Aim: Reproduce word for word the part of the records that opens with the line containing "lichen on roof." and runs through the end of the records.

Records:

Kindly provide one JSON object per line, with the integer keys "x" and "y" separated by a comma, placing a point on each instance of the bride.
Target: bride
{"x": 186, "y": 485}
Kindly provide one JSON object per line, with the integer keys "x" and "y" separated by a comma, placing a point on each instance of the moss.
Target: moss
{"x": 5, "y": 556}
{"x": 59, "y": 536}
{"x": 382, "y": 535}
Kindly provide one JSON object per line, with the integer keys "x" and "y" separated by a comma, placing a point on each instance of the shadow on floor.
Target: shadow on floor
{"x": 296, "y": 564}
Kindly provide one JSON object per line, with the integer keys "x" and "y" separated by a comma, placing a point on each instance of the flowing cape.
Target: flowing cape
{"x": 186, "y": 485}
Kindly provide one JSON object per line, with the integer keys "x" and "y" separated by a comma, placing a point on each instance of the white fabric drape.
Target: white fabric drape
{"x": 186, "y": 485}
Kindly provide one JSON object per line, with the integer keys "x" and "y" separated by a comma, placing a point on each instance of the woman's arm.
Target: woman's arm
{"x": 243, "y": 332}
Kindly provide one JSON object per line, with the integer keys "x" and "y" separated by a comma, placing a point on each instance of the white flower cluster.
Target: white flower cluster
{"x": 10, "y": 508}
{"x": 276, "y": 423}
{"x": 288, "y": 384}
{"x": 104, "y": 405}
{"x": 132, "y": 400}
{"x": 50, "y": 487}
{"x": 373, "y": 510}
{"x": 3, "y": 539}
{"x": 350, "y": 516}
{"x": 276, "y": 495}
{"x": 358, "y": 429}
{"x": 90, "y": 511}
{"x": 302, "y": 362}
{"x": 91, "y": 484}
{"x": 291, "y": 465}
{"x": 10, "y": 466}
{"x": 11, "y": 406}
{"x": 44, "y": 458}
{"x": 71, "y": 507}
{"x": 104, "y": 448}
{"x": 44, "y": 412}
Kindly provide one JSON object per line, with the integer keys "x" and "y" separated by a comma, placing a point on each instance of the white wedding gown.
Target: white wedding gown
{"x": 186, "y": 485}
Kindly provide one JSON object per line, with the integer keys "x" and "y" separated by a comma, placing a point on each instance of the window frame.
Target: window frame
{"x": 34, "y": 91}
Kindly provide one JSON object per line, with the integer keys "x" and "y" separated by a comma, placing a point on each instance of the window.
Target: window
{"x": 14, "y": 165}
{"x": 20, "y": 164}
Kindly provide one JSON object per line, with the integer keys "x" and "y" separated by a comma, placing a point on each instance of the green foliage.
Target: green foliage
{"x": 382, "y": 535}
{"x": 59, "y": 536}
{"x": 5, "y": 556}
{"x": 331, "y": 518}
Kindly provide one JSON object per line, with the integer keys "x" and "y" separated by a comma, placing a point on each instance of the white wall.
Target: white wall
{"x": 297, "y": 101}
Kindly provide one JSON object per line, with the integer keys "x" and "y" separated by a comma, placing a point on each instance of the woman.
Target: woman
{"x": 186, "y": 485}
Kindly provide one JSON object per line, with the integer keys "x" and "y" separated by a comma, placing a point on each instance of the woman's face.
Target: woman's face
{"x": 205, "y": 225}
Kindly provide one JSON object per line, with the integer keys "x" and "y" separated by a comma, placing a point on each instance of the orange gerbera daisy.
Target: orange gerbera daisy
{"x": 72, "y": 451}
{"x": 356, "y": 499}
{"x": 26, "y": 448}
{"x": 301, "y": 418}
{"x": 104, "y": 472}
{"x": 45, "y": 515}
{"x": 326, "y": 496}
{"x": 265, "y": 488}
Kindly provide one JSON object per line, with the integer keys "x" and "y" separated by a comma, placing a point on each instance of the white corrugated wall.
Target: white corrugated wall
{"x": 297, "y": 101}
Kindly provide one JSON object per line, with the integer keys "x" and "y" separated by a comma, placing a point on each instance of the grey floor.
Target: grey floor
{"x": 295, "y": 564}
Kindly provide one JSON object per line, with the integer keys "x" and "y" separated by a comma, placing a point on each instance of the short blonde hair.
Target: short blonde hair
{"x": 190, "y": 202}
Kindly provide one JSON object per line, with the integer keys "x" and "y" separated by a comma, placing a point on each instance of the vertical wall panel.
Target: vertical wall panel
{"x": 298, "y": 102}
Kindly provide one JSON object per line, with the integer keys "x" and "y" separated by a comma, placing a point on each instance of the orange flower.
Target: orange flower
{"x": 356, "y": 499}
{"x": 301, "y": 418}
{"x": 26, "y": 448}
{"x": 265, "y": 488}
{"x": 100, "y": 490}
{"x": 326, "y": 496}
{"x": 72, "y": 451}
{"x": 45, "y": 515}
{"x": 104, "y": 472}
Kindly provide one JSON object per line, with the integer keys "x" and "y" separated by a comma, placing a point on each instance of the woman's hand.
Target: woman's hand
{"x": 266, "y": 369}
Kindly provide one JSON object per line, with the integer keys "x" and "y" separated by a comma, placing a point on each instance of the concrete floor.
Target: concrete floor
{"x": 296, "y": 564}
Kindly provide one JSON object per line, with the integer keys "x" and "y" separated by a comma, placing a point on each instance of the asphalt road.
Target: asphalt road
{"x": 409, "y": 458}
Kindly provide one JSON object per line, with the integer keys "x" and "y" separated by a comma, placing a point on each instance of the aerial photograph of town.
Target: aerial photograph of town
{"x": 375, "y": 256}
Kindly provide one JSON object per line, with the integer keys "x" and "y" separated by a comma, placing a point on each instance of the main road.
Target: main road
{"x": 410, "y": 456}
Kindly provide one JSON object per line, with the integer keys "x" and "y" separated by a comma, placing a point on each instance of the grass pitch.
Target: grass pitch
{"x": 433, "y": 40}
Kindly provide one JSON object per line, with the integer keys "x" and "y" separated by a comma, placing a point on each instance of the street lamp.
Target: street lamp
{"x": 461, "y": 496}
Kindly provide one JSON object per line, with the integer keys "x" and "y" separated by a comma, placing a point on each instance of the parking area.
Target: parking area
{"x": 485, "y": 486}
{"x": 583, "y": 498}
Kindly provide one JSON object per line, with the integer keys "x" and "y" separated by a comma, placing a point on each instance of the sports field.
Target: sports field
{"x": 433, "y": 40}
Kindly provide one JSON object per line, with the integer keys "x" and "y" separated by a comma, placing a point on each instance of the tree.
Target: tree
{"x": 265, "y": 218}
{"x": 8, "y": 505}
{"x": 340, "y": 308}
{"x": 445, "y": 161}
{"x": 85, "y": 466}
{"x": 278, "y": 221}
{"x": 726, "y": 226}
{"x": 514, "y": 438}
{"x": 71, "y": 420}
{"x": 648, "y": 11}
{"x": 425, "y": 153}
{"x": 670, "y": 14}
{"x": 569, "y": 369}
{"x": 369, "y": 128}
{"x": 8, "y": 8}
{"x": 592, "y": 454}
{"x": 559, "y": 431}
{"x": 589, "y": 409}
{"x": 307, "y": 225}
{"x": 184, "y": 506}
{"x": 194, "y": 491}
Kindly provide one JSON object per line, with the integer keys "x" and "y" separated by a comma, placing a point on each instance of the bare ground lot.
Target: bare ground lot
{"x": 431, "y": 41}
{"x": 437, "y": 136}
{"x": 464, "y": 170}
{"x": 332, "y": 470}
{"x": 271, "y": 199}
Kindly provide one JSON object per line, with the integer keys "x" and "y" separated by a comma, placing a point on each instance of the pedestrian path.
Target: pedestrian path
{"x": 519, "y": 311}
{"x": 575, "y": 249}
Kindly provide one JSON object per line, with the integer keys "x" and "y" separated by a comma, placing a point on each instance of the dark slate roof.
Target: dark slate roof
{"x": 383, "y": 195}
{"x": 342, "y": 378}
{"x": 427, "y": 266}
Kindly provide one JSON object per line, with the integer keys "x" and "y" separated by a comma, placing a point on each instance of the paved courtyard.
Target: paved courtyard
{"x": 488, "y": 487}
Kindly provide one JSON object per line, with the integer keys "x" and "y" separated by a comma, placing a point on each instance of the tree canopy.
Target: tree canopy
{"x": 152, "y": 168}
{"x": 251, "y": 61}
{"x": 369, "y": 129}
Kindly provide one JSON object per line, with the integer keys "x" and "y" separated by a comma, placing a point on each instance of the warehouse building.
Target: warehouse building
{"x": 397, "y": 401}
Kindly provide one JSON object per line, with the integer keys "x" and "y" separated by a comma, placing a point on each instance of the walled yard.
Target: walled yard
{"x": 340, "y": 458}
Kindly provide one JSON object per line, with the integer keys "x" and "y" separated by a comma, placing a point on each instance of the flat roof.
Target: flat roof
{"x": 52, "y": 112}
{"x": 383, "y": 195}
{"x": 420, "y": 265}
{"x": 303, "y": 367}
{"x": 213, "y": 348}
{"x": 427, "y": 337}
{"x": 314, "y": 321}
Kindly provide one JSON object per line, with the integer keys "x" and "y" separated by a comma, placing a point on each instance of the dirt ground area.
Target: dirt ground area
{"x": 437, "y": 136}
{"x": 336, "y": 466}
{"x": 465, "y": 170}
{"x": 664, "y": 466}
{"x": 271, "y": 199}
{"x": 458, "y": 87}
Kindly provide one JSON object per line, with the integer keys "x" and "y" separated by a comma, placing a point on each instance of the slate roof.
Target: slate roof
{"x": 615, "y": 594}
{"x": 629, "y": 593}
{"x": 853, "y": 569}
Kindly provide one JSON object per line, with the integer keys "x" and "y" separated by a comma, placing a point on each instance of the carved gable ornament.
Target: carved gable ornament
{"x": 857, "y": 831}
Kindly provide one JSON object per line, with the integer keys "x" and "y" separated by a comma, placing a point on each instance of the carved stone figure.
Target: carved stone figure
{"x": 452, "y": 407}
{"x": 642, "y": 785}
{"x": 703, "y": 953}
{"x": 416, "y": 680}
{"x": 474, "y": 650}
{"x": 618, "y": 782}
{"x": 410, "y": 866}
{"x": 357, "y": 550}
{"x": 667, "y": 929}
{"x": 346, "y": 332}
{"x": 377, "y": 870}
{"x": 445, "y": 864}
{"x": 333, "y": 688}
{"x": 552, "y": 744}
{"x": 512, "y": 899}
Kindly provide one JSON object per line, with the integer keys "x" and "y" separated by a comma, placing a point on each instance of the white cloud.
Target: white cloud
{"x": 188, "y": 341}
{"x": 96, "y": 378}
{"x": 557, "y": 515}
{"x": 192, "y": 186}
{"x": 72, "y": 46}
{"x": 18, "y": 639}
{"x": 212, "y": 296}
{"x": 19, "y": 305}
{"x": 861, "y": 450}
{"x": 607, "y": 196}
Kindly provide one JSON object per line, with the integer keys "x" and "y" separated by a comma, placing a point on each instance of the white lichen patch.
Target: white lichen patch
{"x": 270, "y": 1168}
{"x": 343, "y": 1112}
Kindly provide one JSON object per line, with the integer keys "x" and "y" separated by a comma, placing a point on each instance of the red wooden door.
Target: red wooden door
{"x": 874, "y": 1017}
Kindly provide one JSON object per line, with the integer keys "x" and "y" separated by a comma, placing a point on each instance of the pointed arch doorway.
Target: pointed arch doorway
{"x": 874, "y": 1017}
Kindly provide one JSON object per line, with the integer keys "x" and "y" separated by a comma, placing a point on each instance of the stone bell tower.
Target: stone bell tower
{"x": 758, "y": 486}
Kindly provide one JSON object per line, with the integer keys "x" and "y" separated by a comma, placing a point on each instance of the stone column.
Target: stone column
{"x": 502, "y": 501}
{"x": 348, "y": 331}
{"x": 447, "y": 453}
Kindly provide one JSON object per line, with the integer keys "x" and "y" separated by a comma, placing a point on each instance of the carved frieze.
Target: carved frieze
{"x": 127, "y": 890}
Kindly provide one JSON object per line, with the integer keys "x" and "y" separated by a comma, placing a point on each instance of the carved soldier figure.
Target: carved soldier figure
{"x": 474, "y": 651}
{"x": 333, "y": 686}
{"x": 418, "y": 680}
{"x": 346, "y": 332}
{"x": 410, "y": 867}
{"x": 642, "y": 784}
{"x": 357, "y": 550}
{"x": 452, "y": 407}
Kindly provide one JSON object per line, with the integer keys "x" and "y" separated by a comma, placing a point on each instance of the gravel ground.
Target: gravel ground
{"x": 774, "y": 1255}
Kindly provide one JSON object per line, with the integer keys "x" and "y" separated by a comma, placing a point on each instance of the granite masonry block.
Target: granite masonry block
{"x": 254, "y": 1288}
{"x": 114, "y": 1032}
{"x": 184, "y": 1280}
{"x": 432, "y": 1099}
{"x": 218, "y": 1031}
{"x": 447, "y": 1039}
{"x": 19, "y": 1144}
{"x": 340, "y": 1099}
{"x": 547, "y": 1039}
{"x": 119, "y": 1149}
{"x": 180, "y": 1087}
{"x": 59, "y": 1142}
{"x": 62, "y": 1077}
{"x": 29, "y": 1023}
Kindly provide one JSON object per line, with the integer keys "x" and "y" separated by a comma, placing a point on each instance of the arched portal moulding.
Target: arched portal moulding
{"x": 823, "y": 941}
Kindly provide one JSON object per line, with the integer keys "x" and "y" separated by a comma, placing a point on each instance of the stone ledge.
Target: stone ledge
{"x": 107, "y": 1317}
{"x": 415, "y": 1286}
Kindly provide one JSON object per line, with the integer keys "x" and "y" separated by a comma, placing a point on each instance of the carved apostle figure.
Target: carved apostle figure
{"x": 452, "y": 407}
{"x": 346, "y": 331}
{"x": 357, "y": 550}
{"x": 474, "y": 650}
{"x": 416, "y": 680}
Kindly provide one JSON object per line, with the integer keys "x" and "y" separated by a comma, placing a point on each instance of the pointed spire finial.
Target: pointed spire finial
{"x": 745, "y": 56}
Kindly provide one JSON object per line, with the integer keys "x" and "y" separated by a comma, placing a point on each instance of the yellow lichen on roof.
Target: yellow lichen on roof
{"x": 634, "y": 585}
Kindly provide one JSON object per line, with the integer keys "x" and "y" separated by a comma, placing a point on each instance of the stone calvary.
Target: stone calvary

Response for this exercise:
Kindly provide one JSON object per line, with the integer keys "x" and "y" separated by a comma, placing a point on each instance of the yellow lichen on roof.
Target: yellow lichen on roof
{"x": 634, "y": 585}
Kindly provide one JSON object per line, with the integer keys "x" and "y" separated by a comma, placing a point on each instance of the stone calvary.
Target: stone calvary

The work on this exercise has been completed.